Provided records:
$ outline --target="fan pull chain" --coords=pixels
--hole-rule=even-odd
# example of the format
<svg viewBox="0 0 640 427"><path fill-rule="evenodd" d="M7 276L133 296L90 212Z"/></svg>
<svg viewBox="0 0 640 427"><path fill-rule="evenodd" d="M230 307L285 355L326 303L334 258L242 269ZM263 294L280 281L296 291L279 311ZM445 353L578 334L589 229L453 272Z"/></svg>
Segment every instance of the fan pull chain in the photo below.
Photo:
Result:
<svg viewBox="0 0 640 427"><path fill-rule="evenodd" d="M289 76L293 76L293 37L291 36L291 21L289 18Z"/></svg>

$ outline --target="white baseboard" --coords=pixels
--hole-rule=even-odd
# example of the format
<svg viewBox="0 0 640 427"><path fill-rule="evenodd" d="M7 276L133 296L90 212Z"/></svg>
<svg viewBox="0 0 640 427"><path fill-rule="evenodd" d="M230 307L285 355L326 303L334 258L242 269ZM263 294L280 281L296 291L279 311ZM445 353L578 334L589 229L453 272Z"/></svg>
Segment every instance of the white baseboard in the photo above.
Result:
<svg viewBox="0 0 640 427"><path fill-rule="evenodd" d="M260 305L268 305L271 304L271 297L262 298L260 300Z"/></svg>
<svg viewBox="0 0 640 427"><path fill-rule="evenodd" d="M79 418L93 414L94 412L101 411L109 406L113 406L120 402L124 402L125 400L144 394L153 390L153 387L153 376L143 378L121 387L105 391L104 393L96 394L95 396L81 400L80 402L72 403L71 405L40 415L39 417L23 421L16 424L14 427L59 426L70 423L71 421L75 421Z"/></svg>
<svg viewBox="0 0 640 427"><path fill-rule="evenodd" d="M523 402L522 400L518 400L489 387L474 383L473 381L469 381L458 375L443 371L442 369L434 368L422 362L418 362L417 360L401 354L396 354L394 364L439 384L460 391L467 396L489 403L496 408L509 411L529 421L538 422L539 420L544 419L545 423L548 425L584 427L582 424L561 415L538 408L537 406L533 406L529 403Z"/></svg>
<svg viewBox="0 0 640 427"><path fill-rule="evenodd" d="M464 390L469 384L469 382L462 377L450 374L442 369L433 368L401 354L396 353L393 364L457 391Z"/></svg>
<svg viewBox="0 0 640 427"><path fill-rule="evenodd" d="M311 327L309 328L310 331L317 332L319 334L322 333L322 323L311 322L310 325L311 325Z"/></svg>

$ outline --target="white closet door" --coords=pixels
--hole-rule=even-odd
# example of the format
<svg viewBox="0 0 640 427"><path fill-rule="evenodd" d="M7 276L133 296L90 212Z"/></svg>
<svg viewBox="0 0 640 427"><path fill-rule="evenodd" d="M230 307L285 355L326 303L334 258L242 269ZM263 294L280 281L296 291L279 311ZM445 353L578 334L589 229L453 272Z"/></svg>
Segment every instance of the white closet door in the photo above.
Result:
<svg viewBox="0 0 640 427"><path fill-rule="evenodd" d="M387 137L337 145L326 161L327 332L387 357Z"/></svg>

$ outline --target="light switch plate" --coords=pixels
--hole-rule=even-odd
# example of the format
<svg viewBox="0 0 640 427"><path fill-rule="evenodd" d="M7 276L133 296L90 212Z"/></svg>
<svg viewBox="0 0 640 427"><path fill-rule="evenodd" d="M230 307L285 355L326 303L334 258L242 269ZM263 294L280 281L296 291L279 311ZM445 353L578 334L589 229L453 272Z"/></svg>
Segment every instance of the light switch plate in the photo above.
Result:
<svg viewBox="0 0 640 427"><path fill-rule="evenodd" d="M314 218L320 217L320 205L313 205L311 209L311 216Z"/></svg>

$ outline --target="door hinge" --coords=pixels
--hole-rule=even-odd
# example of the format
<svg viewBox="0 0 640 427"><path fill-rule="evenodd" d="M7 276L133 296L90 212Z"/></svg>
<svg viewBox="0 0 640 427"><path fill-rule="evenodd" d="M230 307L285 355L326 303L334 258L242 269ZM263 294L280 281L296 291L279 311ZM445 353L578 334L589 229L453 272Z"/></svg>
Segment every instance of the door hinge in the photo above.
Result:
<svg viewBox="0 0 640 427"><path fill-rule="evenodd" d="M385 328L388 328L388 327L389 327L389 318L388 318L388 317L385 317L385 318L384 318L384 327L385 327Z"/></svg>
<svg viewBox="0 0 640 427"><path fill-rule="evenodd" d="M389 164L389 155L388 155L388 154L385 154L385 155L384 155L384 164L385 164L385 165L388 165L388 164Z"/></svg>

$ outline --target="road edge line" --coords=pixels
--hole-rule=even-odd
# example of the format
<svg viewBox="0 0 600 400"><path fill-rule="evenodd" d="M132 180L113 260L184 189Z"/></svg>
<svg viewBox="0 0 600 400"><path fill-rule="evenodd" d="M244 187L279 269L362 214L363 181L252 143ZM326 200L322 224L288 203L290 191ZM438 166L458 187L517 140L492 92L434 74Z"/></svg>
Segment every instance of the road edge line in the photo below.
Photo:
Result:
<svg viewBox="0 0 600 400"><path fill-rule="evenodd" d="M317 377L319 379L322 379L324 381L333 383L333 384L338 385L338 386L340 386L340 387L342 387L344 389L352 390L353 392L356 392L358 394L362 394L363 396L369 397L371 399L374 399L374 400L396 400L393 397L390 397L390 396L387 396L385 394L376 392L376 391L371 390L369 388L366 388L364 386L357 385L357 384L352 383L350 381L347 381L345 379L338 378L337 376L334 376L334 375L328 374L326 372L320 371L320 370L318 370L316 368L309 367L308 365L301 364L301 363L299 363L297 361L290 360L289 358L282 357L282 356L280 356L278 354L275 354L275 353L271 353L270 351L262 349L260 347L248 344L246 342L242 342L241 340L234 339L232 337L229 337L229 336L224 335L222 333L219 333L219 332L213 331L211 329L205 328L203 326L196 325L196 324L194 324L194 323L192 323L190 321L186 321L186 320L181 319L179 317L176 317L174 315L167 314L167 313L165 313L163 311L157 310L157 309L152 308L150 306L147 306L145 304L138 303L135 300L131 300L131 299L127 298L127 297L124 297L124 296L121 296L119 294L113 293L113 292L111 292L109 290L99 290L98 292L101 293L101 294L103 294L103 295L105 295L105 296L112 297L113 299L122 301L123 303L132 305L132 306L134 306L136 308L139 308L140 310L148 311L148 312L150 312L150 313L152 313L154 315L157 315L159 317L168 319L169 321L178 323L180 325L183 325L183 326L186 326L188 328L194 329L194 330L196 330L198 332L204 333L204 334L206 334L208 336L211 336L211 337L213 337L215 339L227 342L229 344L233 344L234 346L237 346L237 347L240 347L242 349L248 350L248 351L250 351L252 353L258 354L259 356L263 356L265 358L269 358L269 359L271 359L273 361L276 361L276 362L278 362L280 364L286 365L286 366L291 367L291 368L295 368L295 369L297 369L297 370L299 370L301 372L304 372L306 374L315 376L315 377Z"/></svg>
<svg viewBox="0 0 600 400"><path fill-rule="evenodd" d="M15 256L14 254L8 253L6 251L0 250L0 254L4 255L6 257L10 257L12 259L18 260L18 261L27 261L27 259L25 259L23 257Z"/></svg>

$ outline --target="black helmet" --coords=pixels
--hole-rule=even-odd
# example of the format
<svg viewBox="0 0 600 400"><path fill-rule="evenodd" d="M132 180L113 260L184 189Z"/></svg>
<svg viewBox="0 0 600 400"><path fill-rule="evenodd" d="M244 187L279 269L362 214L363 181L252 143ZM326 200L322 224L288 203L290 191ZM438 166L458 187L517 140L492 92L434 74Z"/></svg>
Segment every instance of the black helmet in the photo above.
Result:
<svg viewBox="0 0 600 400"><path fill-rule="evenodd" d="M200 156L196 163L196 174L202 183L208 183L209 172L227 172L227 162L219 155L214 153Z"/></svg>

Task to carry out: Your answer should consist of the lines above that hold the word "light", copied exactly.

Result:
$ outline --target="light switch plate" --coords=pixels
Segment every instance of the light switch plate in the photo above.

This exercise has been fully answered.